PAGE
Geoffrey Warner, Didcot,
It's undoubtedly true that history is far more complicated than it appears when taught to a sixteen-year-old, but unless our children KNOW the facts - that the US delayed entering the war until 1941, yet helped Britain as early as 1939 - they will never later be able even to attempt to understand why.
Ollie, London, UK
actually it might be quite helpful if more politicians knew a little more about science and a little less about law, history, and other pontificating arts...
elemjay, London,
University history is contested, school history is not. Of course there will be tussles about what goes into the school curriculum, and how the material is presented, but basically children need to move from a state of not knowing the story to knowing the outline. There was such a person as Sir Francis Drake and no-one contests that. Though people do contest the Holocaust they can be safely put with Jesus Mythers, Creationsists, and Pyramidologists. If children can name Drake's ship, remember the quote after the attack on Cadiz, and repeat the story of the bowls, then the job has been done reasonably well. As they move into A level a few of the brighter ones will ask "what are you trying to achieve by concentrating on so-called national heroes?" But that's a sign that they are getting too old for school.

STATED EXERCISE
Write what comes next in the reader comments on teaching history in schools, starting after the last comment.

Stored data entries:
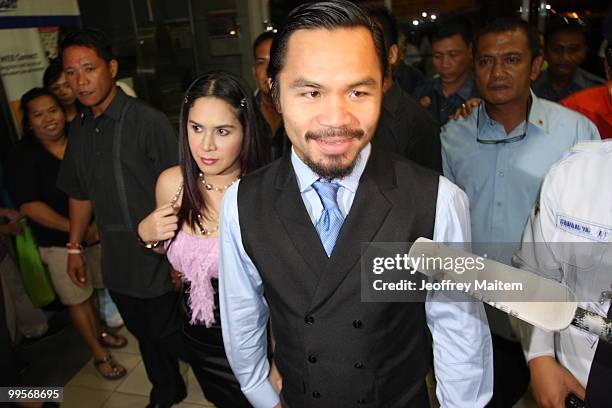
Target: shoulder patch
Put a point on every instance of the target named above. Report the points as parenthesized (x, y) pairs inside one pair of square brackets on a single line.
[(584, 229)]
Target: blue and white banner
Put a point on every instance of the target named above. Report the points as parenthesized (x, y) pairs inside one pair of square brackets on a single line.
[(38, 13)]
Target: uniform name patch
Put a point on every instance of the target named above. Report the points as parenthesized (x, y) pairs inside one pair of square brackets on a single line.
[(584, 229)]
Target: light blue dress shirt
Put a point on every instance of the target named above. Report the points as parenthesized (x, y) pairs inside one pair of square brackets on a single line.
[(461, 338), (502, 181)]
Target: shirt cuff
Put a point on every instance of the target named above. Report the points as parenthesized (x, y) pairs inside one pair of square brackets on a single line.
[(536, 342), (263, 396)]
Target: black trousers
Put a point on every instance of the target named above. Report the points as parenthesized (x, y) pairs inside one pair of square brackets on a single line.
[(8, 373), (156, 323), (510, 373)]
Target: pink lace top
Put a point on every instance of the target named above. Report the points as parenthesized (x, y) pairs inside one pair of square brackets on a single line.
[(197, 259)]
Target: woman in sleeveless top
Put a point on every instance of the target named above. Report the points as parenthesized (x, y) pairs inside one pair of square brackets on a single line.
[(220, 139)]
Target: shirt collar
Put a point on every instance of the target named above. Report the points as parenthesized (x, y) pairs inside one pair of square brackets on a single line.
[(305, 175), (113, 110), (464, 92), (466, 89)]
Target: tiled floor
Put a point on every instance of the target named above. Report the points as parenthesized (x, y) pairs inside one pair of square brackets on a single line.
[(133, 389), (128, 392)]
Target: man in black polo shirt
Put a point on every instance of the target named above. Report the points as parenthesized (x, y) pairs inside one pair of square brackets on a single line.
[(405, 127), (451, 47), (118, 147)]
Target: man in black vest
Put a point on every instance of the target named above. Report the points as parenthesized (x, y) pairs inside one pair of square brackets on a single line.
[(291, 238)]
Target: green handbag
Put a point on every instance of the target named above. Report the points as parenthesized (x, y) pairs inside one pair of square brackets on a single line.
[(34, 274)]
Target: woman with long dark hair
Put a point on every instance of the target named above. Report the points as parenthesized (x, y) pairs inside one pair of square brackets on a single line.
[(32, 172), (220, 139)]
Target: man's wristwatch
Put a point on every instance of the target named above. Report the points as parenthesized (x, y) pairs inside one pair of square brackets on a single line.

---

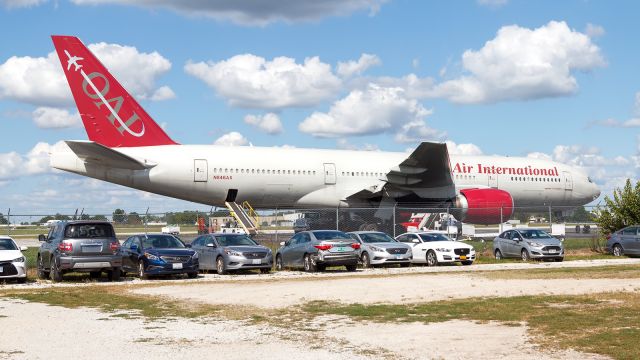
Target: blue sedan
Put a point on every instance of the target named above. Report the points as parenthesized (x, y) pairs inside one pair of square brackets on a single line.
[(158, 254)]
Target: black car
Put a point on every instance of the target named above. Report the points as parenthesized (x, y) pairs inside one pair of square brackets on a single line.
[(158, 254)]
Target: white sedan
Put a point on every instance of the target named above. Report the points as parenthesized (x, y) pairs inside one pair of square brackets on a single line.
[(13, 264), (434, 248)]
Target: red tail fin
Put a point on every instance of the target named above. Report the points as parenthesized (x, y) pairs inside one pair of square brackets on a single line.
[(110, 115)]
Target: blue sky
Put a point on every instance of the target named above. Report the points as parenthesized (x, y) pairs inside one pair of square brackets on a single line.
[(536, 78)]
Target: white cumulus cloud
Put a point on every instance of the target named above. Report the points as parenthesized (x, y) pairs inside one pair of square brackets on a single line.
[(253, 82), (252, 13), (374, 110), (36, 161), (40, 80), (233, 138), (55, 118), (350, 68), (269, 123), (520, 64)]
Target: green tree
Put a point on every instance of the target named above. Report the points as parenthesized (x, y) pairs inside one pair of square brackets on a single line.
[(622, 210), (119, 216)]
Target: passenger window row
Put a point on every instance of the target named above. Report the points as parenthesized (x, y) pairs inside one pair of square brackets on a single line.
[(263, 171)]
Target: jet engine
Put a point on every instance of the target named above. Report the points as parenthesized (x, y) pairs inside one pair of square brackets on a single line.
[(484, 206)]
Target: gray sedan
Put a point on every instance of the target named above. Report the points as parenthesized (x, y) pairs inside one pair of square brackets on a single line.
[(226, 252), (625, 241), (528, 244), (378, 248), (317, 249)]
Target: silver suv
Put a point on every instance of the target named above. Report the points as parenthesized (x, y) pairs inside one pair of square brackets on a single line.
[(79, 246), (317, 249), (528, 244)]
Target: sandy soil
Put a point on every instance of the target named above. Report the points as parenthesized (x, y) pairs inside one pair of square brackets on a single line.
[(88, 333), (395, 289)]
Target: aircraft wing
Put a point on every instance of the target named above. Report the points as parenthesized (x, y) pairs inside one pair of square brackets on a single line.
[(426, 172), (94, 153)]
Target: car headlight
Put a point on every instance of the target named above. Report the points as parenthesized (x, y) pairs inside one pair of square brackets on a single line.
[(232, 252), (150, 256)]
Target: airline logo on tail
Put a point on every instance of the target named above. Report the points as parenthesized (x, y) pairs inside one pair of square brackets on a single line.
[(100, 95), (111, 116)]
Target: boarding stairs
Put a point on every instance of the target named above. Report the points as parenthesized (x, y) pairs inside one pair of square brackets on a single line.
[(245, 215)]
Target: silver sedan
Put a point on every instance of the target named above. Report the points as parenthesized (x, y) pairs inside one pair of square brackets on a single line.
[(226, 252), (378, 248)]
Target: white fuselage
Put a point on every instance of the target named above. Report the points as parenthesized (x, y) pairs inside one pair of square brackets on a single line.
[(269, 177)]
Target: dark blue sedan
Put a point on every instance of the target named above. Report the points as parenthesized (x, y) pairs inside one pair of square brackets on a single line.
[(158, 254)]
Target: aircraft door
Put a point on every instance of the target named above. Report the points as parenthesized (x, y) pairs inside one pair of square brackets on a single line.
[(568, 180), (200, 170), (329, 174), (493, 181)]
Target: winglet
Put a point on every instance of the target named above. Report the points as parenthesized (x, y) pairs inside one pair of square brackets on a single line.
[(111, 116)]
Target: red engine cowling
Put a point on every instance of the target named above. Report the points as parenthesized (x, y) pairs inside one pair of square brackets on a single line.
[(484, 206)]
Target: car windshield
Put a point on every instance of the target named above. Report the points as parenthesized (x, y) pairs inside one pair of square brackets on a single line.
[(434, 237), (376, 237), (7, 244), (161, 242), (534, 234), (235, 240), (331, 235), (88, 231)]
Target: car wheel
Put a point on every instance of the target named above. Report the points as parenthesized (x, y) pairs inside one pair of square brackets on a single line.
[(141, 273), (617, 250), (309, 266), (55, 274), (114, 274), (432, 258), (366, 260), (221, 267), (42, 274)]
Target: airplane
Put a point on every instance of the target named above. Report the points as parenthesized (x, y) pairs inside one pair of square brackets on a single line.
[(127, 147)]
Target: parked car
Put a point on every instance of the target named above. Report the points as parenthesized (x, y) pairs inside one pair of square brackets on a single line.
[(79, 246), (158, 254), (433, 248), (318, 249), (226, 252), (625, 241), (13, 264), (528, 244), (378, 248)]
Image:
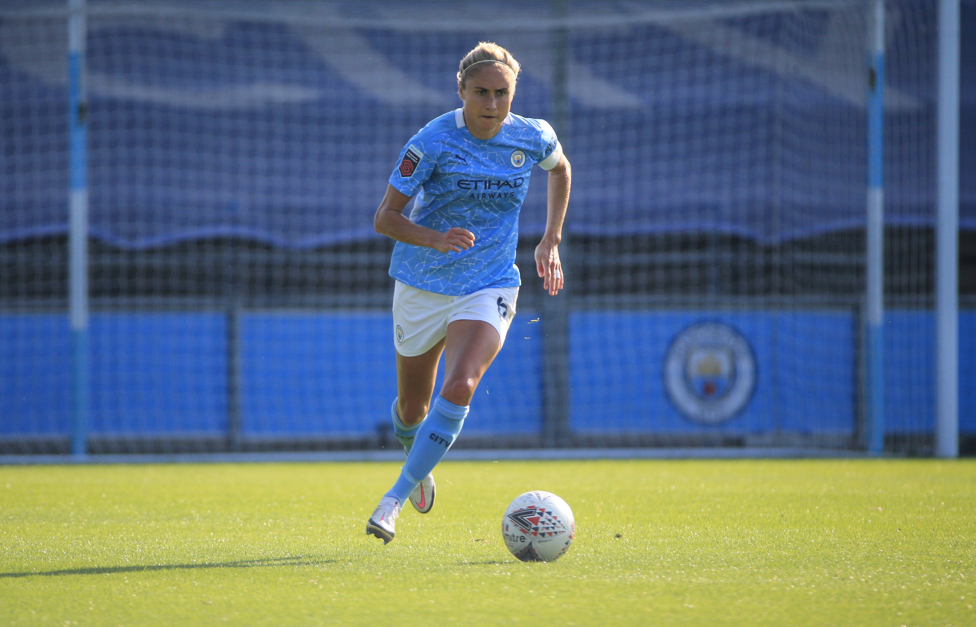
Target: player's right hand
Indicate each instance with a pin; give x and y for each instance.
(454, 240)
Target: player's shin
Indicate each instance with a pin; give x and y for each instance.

==

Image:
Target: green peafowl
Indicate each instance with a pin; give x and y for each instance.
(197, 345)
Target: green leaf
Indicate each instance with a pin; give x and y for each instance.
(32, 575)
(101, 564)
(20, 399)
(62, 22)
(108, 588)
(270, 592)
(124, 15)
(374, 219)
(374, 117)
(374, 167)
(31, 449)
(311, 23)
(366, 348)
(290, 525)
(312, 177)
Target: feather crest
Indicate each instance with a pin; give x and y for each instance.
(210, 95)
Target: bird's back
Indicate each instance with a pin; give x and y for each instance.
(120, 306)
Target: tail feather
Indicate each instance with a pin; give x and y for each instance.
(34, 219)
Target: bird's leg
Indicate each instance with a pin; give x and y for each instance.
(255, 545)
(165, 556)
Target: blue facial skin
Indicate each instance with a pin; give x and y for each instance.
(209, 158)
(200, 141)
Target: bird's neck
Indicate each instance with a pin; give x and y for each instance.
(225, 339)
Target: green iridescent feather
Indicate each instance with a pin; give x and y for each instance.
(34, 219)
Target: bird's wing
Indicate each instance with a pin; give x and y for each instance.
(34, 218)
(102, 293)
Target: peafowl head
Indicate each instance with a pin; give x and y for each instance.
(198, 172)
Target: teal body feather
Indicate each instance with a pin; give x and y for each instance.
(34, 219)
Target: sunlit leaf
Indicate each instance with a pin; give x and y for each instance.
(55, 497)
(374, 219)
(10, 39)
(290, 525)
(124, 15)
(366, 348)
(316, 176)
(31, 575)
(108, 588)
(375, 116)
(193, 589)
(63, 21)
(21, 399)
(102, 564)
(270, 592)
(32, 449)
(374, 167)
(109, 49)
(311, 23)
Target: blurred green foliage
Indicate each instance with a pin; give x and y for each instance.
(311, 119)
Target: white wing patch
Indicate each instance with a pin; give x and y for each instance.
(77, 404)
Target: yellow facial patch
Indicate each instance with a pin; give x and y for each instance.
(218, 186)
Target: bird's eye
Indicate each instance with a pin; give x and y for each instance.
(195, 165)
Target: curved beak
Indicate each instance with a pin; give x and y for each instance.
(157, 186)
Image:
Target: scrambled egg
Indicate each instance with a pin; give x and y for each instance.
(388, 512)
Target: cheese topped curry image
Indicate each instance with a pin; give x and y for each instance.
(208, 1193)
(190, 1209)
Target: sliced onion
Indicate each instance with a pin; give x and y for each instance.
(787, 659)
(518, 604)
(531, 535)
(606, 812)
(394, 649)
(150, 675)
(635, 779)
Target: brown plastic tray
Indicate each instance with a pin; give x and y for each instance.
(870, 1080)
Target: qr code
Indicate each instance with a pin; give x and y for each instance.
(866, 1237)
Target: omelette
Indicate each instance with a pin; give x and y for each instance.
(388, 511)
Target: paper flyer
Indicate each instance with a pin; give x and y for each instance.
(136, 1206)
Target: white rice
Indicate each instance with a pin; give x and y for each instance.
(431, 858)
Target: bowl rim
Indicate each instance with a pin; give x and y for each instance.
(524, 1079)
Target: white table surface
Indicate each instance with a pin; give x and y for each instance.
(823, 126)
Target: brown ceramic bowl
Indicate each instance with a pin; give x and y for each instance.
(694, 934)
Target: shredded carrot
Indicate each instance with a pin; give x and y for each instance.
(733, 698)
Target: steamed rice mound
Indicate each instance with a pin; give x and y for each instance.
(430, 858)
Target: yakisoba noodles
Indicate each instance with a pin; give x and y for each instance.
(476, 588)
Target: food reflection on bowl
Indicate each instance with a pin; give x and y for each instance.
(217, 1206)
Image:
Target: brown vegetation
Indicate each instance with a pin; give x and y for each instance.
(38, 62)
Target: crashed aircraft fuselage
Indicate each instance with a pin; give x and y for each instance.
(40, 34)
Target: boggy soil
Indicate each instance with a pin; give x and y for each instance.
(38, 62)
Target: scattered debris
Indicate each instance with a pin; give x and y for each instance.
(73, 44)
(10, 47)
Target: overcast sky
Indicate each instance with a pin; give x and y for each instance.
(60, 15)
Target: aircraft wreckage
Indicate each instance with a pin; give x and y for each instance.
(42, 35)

RESPONSE
Malcolm McLean, Bradford, UK
Arguably the analogy between history and physics is flawed. Most people learn the physics they need very early in life, largely through experimentation (gravity, inertia, friction) and the brain processes much of these matters automatically (think of predicting the arc of a ball to be able to catch it). Higher level physics is fascinating, and important, but not usually required for everyday life. Politicians, however, should have an awareness of quite how important it is (something lacking in current target-obsessed research).
History instead raises issues and debates which do keep recurring in society and human experience, and the knowledge is less easily learned through living. From that perspective the teaching of history is arguably therefore more important than physics. Interesting historical questions would be "is there a national memory?" "What is it?" "Have previous attempts to teach it worked?" "Why?" I note politicians do not ask these questions. How unhistorical!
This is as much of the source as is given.